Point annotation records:

——

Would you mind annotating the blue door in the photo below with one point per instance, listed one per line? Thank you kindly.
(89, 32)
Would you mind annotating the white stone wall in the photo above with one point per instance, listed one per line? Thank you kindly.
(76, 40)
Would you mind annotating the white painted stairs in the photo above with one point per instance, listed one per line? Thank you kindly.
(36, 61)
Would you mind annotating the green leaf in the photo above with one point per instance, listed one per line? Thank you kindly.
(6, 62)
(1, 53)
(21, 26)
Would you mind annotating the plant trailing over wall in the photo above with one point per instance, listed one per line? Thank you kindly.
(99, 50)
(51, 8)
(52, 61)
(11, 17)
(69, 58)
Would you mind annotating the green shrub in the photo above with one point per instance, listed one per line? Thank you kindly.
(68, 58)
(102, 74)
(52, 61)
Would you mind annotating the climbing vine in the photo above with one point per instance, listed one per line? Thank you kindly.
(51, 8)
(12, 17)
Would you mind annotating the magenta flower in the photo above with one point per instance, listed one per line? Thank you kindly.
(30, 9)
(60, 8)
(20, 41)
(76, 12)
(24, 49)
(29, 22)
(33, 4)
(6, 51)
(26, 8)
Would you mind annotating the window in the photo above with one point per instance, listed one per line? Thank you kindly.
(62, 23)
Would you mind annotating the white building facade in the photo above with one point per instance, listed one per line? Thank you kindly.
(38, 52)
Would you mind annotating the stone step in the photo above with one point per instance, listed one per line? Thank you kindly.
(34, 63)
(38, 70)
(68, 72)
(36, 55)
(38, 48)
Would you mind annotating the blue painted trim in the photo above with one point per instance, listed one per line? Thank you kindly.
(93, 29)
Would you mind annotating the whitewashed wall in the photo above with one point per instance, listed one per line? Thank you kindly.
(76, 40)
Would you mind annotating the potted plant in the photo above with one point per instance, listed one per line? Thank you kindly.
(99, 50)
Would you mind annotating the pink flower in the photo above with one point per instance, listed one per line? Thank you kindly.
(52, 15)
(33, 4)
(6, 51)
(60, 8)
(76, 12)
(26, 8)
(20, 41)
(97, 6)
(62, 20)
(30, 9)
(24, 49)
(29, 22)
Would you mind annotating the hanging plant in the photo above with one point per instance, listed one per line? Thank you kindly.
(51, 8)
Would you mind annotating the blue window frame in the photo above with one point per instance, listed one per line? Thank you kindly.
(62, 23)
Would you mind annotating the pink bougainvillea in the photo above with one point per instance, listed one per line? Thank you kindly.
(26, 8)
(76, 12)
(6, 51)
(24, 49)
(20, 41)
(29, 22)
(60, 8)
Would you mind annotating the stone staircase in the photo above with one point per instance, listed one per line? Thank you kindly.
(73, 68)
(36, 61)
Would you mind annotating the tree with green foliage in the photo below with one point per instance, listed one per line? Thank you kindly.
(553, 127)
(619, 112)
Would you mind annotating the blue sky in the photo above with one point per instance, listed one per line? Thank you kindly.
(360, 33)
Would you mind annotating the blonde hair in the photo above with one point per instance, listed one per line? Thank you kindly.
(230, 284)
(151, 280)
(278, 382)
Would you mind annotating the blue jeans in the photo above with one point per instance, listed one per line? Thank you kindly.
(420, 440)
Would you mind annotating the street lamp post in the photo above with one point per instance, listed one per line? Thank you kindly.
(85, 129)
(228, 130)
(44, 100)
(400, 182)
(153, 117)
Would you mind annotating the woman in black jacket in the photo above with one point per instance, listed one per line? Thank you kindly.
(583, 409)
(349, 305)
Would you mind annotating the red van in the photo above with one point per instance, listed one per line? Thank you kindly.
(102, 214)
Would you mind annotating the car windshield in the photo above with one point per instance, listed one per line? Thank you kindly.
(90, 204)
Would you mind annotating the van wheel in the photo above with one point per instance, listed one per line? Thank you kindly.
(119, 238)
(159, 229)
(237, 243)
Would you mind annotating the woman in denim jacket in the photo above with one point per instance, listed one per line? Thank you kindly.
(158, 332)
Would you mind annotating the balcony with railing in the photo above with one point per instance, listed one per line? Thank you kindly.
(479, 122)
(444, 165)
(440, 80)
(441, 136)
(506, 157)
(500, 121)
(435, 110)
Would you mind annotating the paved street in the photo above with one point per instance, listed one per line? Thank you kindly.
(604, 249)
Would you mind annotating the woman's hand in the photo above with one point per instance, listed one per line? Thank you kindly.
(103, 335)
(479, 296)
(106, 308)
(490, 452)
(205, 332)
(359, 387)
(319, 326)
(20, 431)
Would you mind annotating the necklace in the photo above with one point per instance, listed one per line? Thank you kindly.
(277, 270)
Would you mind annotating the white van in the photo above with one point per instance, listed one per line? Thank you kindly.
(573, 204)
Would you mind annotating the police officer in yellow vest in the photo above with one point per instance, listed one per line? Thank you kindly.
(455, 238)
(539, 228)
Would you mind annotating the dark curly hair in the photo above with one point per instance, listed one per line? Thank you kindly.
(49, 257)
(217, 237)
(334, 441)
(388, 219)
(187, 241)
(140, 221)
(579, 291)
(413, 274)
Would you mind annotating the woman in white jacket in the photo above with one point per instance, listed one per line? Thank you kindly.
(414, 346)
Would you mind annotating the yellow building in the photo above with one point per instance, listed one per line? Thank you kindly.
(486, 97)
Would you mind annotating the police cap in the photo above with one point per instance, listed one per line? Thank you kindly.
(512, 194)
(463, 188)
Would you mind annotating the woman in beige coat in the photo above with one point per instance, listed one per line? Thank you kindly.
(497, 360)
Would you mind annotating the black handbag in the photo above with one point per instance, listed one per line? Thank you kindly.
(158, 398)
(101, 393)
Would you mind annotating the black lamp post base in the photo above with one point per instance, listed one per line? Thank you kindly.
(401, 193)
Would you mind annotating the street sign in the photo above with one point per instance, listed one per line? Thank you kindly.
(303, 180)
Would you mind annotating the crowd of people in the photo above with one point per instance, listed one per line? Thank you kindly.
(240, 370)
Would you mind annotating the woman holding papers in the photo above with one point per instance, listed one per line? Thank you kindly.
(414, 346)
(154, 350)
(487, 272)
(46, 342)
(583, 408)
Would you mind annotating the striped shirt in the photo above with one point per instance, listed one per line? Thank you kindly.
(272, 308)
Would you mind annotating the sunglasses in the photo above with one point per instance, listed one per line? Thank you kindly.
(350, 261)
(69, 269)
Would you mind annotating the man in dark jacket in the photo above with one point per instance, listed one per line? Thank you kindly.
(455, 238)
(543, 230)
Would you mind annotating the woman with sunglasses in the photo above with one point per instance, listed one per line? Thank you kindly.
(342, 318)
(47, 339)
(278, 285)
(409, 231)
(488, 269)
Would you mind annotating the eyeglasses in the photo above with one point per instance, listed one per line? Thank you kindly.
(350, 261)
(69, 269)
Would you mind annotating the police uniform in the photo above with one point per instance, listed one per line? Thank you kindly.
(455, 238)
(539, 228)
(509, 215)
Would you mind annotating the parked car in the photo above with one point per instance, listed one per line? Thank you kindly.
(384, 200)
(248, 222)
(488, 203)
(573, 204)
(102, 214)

——

THE PROBLEM:
Can you copy every line of the records above exactly as they appear?

RESULT FOR THIS TASK:
Would you mind annotating the blue door in the photo below with one point per instance, listed one per line? Thank you kindly.
(89, 32)
Would you mind annotating the white stone wall in the photo above with one point per instance, listed one per line? Thank you kindly.
(76, 40)
Would you mind annotating the white painted stairs in the photo above with one point per instance, listed one per line? Thank you kindly.
(36, 61)
Would you mind annotating the green leaf in the photo above with one point per instance, listed one per line? Thank you kindly.
(6, 62)
(1, 53)
(21, 26)
Would you mind annotating the plant trailing over wall in the photo above with one point per instance, listed one per line? Thank you kindly.
(99, 50)
(51, 8)
(52, 61)
(11, 17)
(69, 58)
Would you mind annotating the green shrub in the photo above with one point per instance, listed one per line? Thank you kindly.
(68, 58)
(102, 74)
(52, 61)
Would you mind annotating the climbing vine in the photo above with one point per instance, listed one per line? Thank you kindly.
(51, 8)
(12, 17)
Would you mind annotating the magenta flower in the photo above with one point per instance, listed one per line? Thank you kindly.
(30, 9)
(60, 8)
(20, 41)
(76, 12)
(24, 49)
(29, 22)
(33, 4)
(6, 51)
(26, 8)
Would you mind annotating the window in the photo above with one point per instance, listed one per line? Thank you kindly.
(62, 23)
Would you mind annotating the white building facade in the photo above with one point per instance, listed one per line? Thank you kindly.
(38, 52)
Would you mind annotating the stone step in the photo above with one point per instance, listed one per line? Thank you kindly.
(34, 63)
(38, 70)
(68, 72)
(36, 55)
(38, 48)
Would you mind annotating the blue painted trim in the photo above with one point per instance, listed one per line? Thank you kindly.
(93, 29)
Would you mind annotating the whitewashed wall in the photo above with one point per instance, listed one per line? Thank you kindly.
(76, 40)
Would you mind annotating the potted plant in the photo above with one point per instance, listed one per line? Thank you kindly.
(99, 50)
Would you mind annotating the pink flower in the photo above with one point per instance, listed one per line? Thank you kindly.
(52, 15)
(33, 4)
(6, 51)
(60, 8)
(76, 12)
(26, 8)
(20, 41)
(97, 6)
(62, 20)
(30, 9)
(24, 49)
(29, 22)
Would you mind annotating the hanging plant in the photo above with one point per instance, listed one per line? Thank you kindly.
(51, 8)
Would you mind annotating the blue window frame in the photo above with one point per instance, listed one per line? Thank you kindly.
(62, 23)
Would you mind annotating the pink bougainvillea in the photo above with one point per instance, listed one per line? Thank you kindly.
(26, 8)
(76, 12)
(6, 51)
(24, 49)
(20, 41)
(29, 22)
(60, 8)
Would you mind annotating the stone staircase in the photo above with one point per instance, listed one per line? Thank you kindly.
(73, 68)
(36, 61)
Would you mind annotating the tree with green foliage in the photo below with one point per instance, listed one per line? Thank you kindly.
(553, 127)
(619, 112)
Would you mind annotating the blue sky in the photo above with one point per instance, listed one per line? Thank you kindly.
(360, 33)
Would you mind annotating the blonde hair in the photo above with one point per instance, listed one per line? Thank you kindly.
(230, 284)
(151, 280)
(278, 382)
Would you mind annotating the blue jeans in the photo above with one point per instance, listed one per line? Thank you kindly.
(420, 440)
Would you mind annotating the street lamp post in the photo above with one point per instance, listed one per line? Thank you kindly.
(85, 129)
(228, 130)
(44, 100)
(400, 182)
(153, 117)
Would you mind annotating the woman in black jacket in the photo above with one point per instance, listed one per line? Thank you kindly.
(583, 409)
(349, 305)
Would you mind annotating the red van in the photo above with one point per instance, listed one per line? Thank you kindly.
(102, 214)
Would you mind annotating the car windshield in the photo above with one point per instance, listed one per line? Thank you kindly.
(90, 204)
Would you mind annotating the van wheel in the photo above with one point per instance, listed one per line? Thank you kindly.
(119, 238)
(159, 229)
(237, 243)
Would you mind annotating the woman in denim jacket in the photo above with one point per instance, listed one per line? Thank you kindly.
(158, 332)
Would you mind annotating the balcony with railing in the photo above with one point per instance, listed one per line? Thank you kindly.
(479, 122)
(444, 165)
(440, 80)
(441, 136)
(506, 157)
(500, 121)
(435, 110)
Would you mind annotating the paved street in the photo above with one point per instance, listed one per line? Thank you kindly.
(604, 249)
Would you mind annotating the woman's hand in the photo above with one point per instance, listed one per line? Thank you kindly.
(103, 335)
(479, 296)
(106, 308)
(490, 452)
(205, 332)
(359, 387)
(319, 326)
(20, 431)
Would you mind annotating the necklace in the photo above with one point per instance, listed one per line? Thank you kindly.
(277, 270)
Would you mind annotating the white van in the photo above with one point per instance, listed one per line? Thank you kindly.
(573, 204)
Would you mind annotating the police officer in yellow vest in the photo above with one point per instance, listed one per line? Thank you kindly.
(455, 238)
(539, 228)
Would you mind annotating the dark curly hair in the photo above with one point per instance, listed one per line? Thank you kindly.
(49, 257)
(217, 237)
(334, 441)
(388, 219)
(187, 241)
(140, 221)
(579, 291)
(413, 274)
Would you mind annotating the woman in white jacket in the photo above with one point per instance, listed one per line? Thank you kindly.
(414, 346)
Would you mind annotating the yellow building in the photo above with one point per instance, listed one per line? Thank you kindly.
(486, 97)
Would you mind annotating the police cap in the photo above with one point per instance, listed one per line? Thank you kindly.
(512, 194)
(463, 188)
Would you mind annotating the woman in beige coat in the photo above with one point per instance, listed one per line? Thank you kindly.
(497, 360)
Would you mind annotating the black handbag in the photo above with one point per instance, listed one per line? Thank you kindly.
(158, 398)
(101, 393)
Would you mind annotating the black lamp post base in the photo above with one point per instance, listed one per line? Thank you kindly.
(401, 193)
Would you mind annotating the street sign in the photo above with one point per instance, listed one per line? Thank you kindly.
(303, 180)
Would you mind annotating the crowd of people in the photo above with one point per instance, listed one per line? Thank you kindly.
(240, 370)
Would you mind annotating the woman holding papers in the photo above with one point per instance, listed one per line? Thank you kindly.
(414, 346)
(154, 350)
(487, 272)
(46, 342)
(583, 408)
Would you mind annotating the striped shirt in the photo above with one point per instance, listed one per line? Thank you kindly.
(272, 308)
Would you mind annotating the sunglasses in the photo above with one point per instance, listed one per line? Thank you kindly.
(350, 261)
(69, 269)
Would you mind annotating the man in dark jacket in the photo above with one point per instance, listed one per line? Thank you kindly.
(455, 238)
(543, 230)
Would you mind annotating the woman with sunglasses in the photo above with one point per instance, listed one per line? Thank you kindly.
(342, 318)
(47, 339)
(278, 285)
(409, 231)
(488, 269)
Would you mind annotating the eyeglasses in the photo above with one point per instance, listed one per line? Thank you kindly.
(350, 261)
(69, 269)
Would you mind annotating the police uniform in the photo above with one point per instance, listed one per line? Thank you kindly.
(455, 238)
(539, 228)
(509, 215)
Would you mind annotating the parked car in the photo above with one point per instance, listed one per line? Thank you kindly.
(384, 200)
(248, 222)
(488, 203)
(573, 204)
(102, 214)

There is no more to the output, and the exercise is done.